# TASK DESCRIPTION
Retype the listing that follows, word for word.

# STORED RECORDS
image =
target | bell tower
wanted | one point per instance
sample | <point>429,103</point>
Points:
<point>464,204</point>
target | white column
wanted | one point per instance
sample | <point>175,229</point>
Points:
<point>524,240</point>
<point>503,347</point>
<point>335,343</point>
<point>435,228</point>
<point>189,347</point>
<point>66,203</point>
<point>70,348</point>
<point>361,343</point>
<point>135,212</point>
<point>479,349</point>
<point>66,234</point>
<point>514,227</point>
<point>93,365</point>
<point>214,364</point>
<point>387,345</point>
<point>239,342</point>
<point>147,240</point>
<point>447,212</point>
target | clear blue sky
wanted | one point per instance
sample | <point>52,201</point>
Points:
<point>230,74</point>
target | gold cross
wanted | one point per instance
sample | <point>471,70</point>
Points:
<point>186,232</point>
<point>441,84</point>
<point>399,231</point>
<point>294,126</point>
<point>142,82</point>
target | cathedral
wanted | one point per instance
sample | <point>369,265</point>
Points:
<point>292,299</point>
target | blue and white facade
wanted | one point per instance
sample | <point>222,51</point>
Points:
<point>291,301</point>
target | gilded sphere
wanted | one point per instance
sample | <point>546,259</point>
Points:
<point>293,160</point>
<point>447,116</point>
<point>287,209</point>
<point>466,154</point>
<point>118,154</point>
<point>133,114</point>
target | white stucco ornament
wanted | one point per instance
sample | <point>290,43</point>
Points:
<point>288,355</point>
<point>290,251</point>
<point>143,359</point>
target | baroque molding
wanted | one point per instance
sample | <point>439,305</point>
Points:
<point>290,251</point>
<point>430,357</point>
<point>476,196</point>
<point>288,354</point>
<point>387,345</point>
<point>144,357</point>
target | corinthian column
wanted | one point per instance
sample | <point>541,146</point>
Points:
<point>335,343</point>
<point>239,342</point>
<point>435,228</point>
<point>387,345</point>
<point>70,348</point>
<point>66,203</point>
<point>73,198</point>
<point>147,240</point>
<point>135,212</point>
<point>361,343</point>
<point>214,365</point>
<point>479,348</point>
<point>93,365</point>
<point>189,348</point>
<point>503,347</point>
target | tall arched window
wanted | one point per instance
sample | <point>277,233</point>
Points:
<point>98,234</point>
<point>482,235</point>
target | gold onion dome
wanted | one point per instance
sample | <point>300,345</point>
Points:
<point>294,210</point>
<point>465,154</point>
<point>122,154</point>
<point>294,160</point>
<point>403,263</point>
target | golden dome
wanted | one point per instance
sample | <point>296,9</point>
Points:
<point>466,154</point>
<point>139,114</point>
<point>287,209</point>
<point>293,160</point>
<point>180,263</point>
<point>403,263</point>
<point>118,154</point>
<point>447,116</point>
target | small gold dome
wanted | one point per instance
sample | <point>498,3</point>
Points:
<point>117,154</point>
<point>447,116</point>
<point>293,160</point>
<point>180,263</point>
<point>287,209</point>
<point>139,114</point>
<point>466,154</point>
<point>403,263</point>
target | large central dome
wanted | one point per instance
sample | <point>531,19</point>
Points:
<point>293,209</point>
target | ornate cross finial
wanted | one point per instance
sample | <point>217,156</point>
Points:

# THE RESULT
image =
target | bell tower
wanted | one point per instance
sample | <point>429,103</point>
Points:
<point>464,204</point>
target | white column
wanted | one point per instance
sample | <point>175,229</point>
Points:
<point>524,240</point>
<point>503,347</point>
<point>335,343</point>
<point>435,228</point>
<point>189,347</point>
<point>66,203</point>
<point>70,348</point>
<point>361,343</point>
<point>135,212</point>
<point>479,349</point>
<point>66,234</point>
<point>514,227</point>
<point>93,365</point>
<point>214,364</point>
<point>387,345</point>
<point>239,342</point>
<point>147,240</point>
<point>447,212</point>
target | clear blue sky
wanted | one point per instance
sample | <point>52,201</point>
Points:
<point>230,74</point>
target | gold cross
wanted | one point per instance
sample | <point>471,70</point>
Points:
<point>186,232</point>
<point>441,84</point>
<point>399,231</point>
<point>294,126</point>
<point>142,82</point>
target | cathedral
wanted | one point per instance
sample | <point>369,265</point>
Points:
<point>292,299</point>
target | blue and white facade
wanted | one point per instance
sample | <point>222,51</point>
Points:
<point>291,301</point>
target | gilded sphere
wanted | one point per instance
sample | <point>546,259</point>
Points:
<point>293,160</point>
<point>447,116</point>
<point>287,209</point>
<point>466,154</point>
<point>118,154</point>
<point>133,114</point>
target | white stucco ornament
wanted | one point per instance
sample | <point>290,43</point>
Points:
<point>288,355</point>
<point>290,251</point>
<point>143,359</point>
target | baroque molding
wanted | one point per instance
sample | <point>439,305</point>
Points:
<point>290,251</point>
<point>430,357</point>
<point>476,196</point>
<point>288,354</point>
<point>387,345</point>
<point>144,357</point>
target | corinthian column
wanted | one point per instance
sample | <point>541,146</point>
Points:
<point>335,343</point>
<point>239,342</point>
<point>435,228</point>
<point>387,345</point>
<point>70,348</point>
<point>66,203</point>
<point>73,198</point>
<point>147,240</point>
<point>135,212</point>
<point>361,343</point>
<point>214,365</point>
<point>479,348</point>
<point>93,365</point>
<point>189,348</point>
<point>503,347</point>
target | tall arched window
wanted | one point per instance
sample | <point>277,233</point>
Points:
<point>98,234</point>
<point>482,235</point>
target | gold onion dome
wanted | one point per instance
sample | <point>300,345</point>
Points:
<point>294,210</point>
<point>465,154</point>
<point>122,154</point>
<point>294,160</point>
<point>403,263</point>
target | golden dome
wanted | one point per instance
sample | <point>296,9</point>
Points:
<point>466,154</point>
<point>139,114</point>
<point>287,209</point>
<point>293,160</point>
<point>180,263</point>
<point>403,263</point>
<point>118,154</point>
<point>447,116</point>
target | small gold dome
wanted | one point per instance
sample | <point>498,3</point>
Points:
<point>117,154</point>
<point>447,116</point>
<point>293,160</point>
<point>180,263</point>
<point>287,209</point>
<point>139,114</point>
<point>466,154</point>
<point>403,263</point>
target | large central dome
wanted | one point per instance
sample | <point>531,19</point>
Points:
<point>293,209</point>
target | ornate cross finial
wanted | one point per instance
sample | <point>217,156</point>
Points:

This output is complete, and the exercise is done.